((

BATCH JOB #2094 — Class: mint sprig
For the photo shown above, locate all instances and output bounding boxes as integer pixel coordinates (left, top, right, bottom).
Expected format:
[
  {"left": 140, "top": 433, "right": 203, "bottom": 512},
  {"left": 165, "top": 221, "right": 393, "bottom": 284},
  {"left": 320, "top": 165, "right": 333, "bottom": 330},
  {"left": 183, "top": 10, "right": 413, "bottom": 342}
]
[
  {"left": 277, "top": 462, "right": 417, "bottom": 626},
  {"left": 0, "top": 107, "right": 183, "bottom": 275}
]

))

* Written exercise: Write out all of the rows above word for word, keeping every character and line break unchanged.

* The result:
BATCH JOB #2094 — Class: mint sprig
For the photo shown above, locate all instances and output bounding boxes as integer pixel coordinates (left, top, right, bottom).
Expected format:
[
  {"left": 140, "top": 433, "right": 203, "bottom": 512},
  {"left": 165, "top": 221, "right": 393, "bottom": 284},
  {"left": 320, "top": 165, "right": 333, "bottom": 330},
  {"left": 183, "top": 10, "right": 413, "bottom": 342}
]
[
  {"left": 277, "top": 462, "right": 417, "bottom": 626},
  {"left": 0, "top": 107, "right": 183, "bottom": 275}
]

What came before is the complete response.